◆ Stated problem A:
Rewrite the records from the line with "Query: red cart handle" through the end of the records, swapping "cart" for "trolley" and leaving everything else unchanged.

◆ Page extract:
>> start

* သဗ္ဗဒါနံ ဓမ္မဒါနံ ဇိနာတိ၊ * သဗ္ဗရသံ ဓမ္မရသော ဇိနာတိ။

* သဗ္ဗဒါနံ ဓမ္မဒါနံ ဇိနာတိ၊     * သဗ္ဗရသံ ဓမ္မရသော ဇိနာတိ။

နမတ္ထု ဗုဒ္ဓါနံ နမတ္ထု ဗောဓိယာ။ နမော ဝိမုတ္တာနံ၊ နမော ဝိမုတ္တိယာ။

ဘုရားရှင်တို့အား ရှိခိုးပါ၏။
ဘုရားရှင်တို့၏ မဂ်ဉာဏ် ဖိုလ်ဉာဏ်အား ရှိခိုးပါ၏။
ကိလေသာတို့မှ လွတ်မြောက်တော်မူကြသော ဘုရားရှင်တို့အား ရှိခိုးပါ၏။
ထိုဘုရားရှင်တို့၏ ဝိမုတ္တိငါးပါးအား ရှိခိုးပါ၏။

Tuesday, April 14, 2009

Life after Death

Buddhism holds to the idea of rebirth, which seems something of a controversial issue for Western Buddhists. Most Westerners like the psychological aspect of Buddhism - the investigation of ones body and mind. As for meditation, the benefits seem fairly obvious, if sometimes illusive for the individual.

But rebirth requires a whole new leap of faith. Is it necessary?

>> end

◆ Stated problem B:
According to the post on life after death, what idea does Buddhism hold to?

(Data items)

>> start

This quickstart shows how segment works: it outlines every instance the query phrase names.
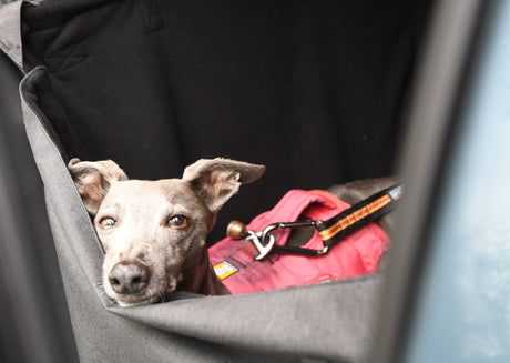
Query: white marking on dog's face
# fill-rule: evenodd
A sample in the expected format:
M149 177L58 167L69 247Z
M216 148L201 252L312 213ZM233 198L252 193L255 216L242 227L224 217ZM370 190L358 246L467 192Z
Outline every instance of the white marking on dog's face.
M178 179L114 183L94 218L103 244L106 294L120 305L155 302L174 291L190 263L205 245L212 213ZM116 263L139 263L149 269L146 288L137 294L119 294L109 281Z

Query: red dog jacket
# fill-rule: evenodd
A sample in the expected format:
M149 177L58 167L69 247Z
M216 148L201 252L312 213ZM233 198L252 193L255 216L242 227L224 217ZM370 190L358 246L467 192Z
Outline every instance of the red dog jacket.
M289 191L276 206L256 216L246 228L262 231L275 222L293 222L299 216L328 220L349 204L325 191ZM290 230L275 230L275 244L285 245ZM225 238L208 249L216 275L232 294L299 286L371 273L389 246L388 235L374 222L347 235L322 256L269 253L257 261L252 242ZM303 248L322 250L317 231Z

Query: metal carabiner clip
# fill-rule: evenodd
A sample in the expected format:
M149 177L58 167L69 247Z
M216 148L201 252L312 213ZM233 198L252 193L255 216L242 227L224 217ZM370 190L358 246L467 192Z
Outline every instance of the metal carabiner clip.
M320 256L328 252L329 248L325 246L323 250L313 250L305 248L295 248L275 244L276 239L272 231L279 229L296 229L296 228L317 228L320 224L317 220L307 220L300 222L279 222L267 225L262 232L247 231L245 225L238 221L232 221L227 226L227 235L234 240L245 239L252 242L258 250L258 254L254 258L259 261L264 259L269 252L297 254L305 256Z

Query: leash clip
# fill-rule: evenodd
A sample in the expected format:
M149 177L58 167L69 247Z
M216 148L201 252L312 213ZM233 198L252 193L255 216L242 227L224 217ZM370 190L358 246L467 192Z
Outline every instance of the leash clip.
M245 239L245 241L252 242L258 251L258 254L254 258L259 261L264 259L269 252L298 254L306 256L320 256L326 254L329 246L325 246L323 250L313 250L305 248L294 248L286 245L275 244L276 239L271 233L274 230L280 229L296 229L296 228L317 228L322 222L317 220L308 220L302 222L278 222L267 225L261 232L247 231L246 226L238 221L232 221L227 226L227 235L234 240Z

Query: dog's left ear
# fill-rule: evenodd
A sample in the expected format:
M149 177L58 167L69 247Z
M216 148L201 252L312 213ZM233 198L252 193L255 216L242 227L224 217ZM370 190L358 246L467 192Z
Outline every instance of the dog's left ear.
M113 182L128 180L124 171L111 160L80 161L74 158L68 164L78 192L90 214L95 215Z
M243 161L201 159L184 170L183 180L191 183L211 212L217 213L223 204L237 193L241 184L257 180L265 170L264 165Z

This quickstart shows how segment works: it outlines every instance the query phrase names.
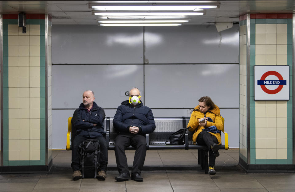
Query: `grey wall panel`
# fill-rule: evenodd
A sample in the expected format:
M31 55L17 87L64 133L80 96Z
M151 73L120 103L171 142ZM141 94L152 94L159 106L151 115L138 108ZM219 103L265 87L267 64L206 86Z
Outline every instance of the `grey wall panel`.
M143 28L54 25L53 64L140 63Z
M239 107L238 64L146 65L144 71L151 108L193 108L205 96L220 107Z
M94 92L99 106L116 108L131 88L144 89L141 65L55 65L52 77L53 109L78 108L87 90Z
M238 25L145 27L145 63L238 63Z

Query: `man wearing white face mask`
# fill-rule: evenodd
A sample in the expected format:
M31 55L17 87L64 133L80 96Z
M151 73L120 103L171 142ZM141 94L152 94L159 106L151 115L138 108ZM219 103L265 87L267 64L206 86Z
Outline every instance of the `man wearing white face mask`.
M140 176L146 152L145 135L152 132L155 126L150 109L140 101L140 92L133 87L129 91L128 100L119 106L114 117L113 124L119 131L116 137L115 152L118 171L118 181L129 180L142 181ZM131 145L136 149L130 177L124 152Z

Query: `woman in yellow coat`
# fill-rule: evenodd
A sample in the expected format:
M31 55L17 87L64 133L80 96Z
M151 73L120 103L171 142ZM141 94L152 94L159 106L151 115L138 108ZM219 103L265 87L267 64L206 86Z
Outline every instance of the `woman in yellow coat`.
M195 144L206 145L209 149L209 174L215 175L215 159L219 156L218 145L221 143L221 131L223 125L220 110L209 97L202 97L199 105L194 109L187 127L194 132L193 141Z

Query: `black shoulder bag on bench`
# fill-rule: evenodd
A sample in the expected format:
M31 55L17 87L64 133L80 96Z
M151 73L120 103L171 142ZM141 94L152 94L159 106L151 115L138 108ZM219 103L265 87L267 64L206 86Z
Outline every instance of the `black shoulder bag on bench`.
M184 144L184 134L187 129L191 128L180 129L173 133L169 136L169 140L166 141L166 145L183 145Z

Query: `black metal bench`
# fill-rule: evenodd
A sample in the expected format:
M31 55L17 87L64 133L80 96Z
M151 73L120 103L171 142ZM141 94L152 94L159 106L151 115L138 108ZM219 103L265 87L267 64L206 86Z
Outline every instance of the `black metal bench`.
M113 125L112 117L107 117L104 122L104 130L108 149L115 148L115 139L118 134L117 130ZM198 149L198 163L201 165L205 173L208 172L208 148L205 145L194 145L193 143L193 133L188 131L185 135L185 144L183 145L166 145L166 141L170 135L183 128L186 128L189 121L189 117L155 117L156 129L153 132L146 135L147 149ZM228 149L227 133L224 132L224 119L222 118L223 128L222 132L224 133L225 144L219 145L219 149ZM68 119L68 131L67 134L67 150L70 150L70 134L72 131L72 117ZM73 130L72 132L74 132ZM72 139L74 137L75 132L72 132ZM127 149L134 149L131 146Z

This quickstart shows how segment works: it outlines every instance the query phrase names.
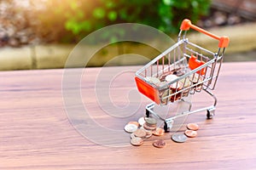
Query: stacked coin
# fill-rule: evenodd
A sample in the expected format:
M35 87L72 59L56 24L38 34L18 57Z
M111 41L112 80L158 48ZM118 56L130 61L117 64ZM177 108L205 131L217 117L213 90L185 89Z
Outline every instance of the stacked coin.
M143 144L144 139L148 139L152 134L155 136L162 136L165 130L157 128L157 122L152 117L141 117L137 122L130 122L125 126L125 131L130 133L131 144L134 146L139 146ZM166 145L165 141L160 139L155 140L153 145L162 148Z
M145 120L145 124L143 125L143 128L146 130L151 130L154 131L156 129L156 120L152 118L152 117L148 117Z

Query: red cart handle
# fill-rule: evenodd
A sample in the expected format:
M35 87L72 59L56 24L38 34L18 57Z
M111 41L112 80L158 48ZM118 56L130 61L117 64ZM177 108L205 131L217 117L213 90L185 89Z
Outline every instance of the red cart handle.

>> end

◆ Correct output A:
Query: red trolley handle
# fill-rule: evenodd
A sample in the expected format:
M35 87L72 59L56 24L38 34L18 57Z
M111 41L112 80L158 48ZM118 56L130 61L117 64ZM177 108L205 131L217 117L213 90L185 89Z
Outline every instance of the red trolley handle.

◆ Correct output B:
The idea of rebirth.